= Your instructions =
Lay out each line of the listing below as a numbered list, dropping blank lines and leaving out the pictures.
......
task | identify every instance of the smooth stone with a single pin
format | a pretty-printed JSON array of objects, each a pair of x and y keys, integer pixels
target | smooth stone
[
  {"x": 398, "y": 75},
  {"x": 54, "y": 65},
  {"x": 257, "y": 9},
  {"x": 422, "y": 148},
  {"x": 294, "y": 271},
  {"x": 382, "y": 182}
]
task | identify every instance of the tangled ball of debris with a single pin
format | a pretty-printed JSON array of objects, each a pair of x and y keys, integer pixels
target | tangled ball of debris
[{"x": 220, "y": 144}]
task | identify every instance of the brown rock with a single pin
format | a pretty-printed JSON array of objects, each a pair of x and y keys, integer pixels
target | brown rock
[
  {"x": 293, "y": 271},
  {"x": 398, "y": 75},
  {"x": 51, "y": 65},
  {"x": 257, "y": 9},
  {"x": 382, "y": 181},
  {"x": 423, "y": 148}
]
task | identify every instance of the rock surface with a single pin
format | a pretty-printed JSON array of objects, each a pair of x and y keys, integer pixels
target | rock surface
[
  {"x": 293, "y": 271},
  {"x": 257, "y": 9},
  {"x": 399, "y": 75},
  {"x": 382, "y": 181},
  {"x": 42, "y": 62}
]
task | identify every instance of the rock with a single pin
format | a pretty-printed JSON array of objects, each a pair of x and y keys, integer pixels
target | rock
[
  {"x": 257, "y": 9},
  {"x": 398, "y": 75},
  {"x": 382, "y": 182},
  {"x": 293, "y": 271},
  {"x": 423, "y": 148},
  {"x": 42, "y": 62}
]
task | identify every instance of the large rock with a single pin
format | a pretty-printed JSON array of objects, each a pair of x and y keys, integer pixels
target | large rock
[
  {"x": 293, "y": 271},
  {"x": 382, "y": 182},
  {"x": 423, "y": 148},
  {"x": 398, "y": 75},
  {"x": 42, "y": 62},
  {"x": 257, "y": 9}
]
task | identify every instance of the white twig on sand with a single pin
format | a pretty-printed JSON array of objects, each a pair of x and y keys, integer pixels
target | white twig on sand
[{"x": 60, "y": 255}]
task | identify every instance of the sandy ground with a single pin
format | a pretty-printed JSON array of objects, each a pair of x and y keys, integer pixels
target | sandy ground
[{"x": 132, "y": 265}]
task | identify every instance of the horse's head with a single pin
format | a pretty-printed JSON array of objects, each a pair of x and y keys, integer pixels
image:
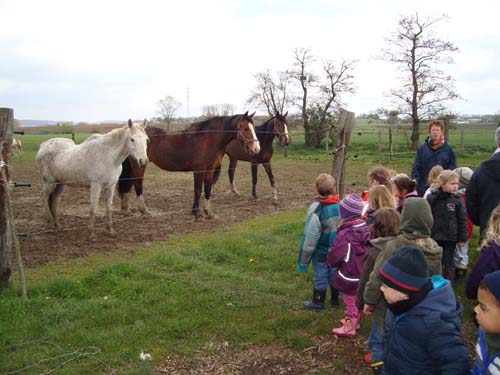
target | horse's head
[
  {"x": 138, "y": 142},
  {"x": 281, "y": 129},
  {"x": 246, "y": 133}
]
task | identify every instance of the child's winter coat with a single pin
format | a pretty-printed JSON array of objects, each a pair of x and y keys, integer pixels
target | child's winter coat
......
= Task answer =
1. task | identify every instance of the smooth stone with a single pin
2. format | a pretty-printed JSON array of objects, each a pair of x and y keys, integer pixels
3. target | smooth stone
4. [
5.   {"x": 398, "y": 75},
6.   {"x": 54, "y": 65},
7.   {"x": 257, "y": 9},
8.   {"x": 422, "y": 148},
9.   {"x": 294, "y": 271},
10.   {"x": 382, "y": 182}
11. ]
12. task | identify every instance of the tangled ball of debris with a single pin
13. format | a pretty-printed JSON array of objects, each a pair of x and y keys, integer pixels
14. target | tangled ball of debris
15. [{"x": 220, "y": 144}]
16. task | identify every instance of the brown rock with a single pin
17. format | a pretty-printed JSON array of objects, each a pair of x and y keys, integer pixels
18. target | brown rock
19. [
20.   {"x": 293, "y": 271},
21.   {"x": 398, "y": 75},
22.   {"x": 51, "y": 65},
23.   {"x": 257, "y": 9},
24.   {"x": 382, "y": 181},
25.   {"x": 423, "y": 148}
26. ]
27. task | identify every instance of the rock surface with a single pin
28. format | a pretty-printed JSON array of objects, each a pair of x and y keys, integer pixels
29. target | rock surface
30. [
31.   {"x": 293, "y": 271},
32.   {"x": 257, "y": 9},
33.   {"x": 399, "y": 75},
34.   {"x": 382, "y": 181},
35.   {"x": 42, "y": 62}
36. ]
37. task | identify every instance of the rock with a single pin
38. format | a pretty-printed JSON array of objects, each a pair of x and y keys, integer pixels
39. target | rock
40. [
41.   {"x": 257, "y": 9},
42.   {"x": 398, "y": 75},
43.   {"x": 382, "y": 182},
44.   {"x": 293, "y": 271},
45.   {"x": 423, "y": 148},
46.   {"x": 42, "y": 62}
47. ]
48. task | identify every instance of the large rock with a single pin
49. format | a pretty-printed JSON array of objects, each a pair of x and y keys, integer pixels
50. target | large rock
51. [
52.   {"x": 293, "y": 271},
53.   {"x": 382, "y": 182},
54.   {"x": 423, "y": 148},
55.   {"x": 398, "y": 75},
56.   {"x": 42, "y": 62},
57.   {"x": 257, "y": 9}
58. ]
59. task | identify every instance of the white twig on sand with a single pin
60. format | a pretty-printed JSON array of objects, each a pair of x and y keys, integer pixels
61. target | white twig on sand
62. [{"x": 60, "y": 255}]
63. task | identify every instance of the sandy ground with a single pin
64. format | a pretty-printed JSON array of objects, each a pair of x and y keys, integer pixels
65. target | sandy ground
66. [{"x": 132, "y": 265}]
67. task | identify every instance of the horse's head with a single pin
68. format | a pretty-printed JSON array of objects, each a pair of x and y keys, integer pixels
69. image:
70. target | horse's head
71. [
72.   {"x": 138, "y": 142},
73.   {"x": 281, "y": 129},
74.   {"x": 246, "y": 133}
75. ]
76. task | identify every instance of the child's winter coat with a single pin
77. format | a pretty-printed JSON array of objects, each a pair of x and y keys, integer pixels
78. target | child's winter coat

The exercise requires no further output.